- PROBLEM -
What follows is a set of records, each of which is to be written out exactly.

* Start PROVIDED INFORMATION *

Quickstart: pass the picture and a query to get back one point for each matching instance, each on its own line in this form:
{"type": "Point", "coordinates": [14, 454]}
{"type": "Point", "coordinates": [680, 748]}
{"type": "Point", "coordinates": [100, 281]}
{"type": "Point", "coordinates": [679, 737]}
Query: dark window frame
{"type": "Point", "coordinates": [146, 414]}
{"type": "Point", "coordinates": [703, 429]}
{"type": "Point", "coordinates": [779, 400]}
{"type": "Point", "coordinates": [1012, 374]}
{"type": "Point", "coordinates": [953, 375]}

* End PROVIDED INFORMATION *

- WRITTEN ANSWER -
Quickstart: pass the picture and a query to get back one point for each matching instance, each on its own line in this form:
{"type": "Point", "coordinates": [14, 454]}
{"type": "Point", "coordinates": [680, 748]}
{"type": "Point", "coordinates": [100, 281]}
{"type": "Point", "coordinates": [679, 737]}
Query: dark window frame
{"type": "Point", "coordinates": [146, 414]}
{"type": "Point", "coordinates": [703, 429]}
{"type": "Point", "coordinates": [779, 400]}
{"type": "Point", "coordinates": [1012, 374]}
{"type": "Point", "coordinates": [953, 375]}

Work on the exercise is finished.